### Required action
Your answer should consist only of the lines below from the one with "<point>230,790</point>" through the one with "Give x and y for each instance of the yellow", copied exactly.

**** Records for this exercise ****

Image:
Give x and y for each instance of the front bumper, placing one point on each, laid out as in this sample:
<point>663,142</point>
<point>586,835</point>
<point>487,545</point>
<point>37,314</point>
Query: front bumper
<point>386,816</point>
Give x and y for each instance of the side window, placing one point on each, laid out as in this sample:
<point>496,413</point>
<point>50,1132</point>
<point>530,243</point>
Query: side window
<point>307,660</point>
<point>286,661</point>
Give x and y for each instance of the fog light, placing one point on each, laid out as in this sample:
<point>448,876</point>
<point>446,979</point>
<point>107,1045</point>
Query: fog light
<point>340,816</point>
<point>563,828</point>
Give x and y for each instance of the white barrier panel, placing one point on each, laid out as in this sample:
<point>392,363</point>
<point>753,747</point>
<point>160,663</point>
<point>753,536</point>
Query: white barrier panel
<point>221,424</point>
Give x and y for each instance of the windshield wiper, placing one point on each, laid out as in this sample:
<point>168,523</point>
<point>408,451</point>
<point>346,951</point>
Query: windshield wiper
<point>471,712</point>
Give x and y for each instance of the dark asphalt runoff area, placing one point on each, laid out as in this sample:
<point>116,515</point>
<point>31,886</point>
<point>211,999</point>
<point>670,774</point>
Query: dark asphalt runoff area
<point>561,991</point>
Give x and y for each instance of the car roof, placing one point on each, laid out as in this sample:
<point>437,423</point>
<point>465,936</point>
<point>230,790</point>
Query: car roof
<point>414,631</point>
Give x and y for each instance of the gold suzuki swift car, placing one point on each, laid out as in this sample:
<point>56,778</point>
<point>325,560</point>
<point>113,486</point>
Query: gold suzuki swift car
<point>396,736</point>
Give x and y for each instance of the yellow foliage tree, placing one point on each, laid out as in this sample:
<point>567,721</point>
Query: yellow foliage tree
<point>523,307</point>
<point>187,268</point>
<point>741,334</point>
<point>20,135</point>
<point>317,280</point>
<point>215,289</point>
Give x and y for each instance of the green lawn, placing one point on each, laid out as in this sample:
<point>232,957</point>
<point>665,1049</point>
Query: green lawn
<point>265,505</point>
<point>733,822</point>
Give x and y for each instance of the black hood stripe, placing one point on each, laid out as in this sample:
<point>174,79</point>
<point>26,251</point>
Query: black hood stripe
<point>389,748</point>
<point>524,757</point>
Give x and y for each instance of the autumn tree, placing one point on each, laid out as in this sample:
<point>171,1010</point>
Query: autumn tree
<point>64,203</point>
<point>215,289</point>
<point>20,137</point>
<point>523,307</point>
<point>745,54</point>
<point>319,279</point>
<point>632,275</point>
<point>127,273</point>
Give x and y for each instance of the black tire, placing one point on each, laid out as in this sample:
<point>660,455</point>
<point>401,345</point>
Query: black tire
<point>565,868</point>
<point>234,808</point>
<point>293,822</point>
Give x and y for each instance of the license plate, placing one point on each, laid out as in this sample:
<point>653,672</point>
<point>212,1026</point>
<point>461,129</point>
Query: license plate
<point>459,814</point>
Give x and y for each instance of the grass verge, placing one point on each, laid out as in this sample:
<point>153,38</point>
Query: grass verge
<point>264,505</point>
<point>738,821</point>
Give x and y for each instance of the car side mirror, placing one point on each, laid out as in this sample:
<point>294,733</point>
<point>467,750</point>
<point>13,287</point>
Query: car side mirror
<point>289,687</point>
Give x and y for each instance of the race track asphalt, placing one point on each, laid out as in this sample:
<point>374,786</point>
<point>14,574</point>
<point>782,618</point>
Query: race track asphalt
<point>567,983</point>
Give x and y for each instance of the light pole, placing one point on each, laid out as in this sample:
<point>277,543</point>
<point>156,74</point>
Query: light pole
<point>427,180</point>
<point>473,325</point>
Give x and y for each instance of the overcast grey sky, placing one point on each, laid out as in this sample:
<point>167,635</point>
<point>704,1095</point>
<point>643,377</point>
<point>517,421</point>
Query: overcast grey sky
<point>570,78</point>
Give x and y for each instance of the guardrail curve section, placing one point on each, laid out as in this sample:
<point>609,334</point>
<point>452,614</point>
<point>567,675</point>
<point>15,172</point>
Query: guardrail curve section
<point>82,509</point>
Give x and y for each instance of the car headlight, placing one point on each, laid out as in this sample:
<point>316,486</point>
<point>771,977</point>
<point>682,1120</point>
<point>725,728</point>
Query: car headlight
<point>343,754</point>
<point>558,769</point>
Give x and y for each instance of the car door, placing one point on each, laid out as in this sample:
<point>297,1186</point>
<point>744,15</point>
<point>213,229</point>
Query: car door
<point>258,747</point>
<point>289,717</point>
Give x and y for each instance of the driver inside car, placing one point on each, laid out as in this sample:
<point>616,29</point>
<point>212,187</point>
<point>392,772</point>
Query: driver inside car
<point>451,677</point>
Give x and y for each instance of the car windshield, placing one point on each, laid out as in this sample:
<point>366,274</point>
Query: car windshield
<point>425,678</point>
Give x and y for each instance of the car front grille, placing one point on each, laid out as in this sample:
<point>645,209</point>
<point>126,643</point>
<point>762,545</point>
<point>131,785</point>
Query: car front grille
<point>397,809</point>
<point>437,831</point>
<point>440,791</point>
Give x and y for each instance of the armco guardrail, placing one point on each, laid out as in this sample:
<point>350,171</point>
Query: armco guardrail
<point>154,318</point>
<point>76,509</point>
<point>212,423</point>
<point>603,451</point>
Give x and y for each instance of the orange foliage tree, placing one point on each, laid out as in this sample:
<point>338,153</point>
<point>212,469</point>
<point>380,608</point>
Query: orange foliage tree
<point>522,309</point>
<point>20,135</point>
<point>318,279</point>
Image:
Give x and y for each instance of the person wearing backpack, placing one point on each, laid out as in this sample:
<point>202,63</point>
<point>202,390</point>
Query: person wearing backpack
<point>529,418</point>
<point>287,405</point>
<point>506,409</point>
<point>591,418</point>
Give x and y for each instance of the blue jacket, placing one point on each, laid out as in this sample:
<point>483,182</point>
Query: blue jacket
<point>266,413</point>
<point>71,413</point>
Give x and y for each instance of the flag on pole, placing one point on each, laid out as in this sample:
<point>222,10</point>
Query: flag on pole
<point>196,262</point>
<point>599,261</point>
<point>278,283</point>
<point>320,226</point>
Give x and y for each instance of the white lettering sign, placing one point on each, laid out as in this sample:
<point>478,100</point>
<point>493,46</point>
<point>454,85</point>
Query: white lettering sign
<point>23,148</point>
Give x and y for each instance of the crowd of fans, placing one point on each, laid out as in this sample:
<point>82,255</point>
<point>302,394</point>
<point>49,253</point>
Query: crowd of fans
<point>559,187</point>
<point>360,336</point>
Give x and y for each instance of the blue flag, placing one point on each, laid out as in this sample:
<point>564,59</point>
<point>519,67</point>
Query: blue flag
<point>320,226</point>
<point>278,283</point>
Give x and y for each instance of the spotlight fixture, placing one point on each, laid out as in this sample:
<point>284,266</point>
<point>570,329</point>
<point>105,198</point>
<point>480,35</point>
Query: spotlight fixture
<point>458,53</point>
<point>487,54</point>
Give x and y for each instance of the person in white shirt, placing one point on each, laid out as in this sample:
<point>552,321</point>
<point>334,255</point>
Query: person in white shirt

****

### Solution for this problem
<point>230,790</point>
Query: car roof
<point>414,631</point>
Give x and y for each instance of the gold suzuki swift car, placing one point on each, laid out as in this sample:
<point>56,778</point>
<point>325,560</point>
<point>113,486</point>
Query: gold suzuki swift car
<point>396,736</point>
Give x and y for each instance of the yellow foliage tree, placing one point on each, laid out as in this sample:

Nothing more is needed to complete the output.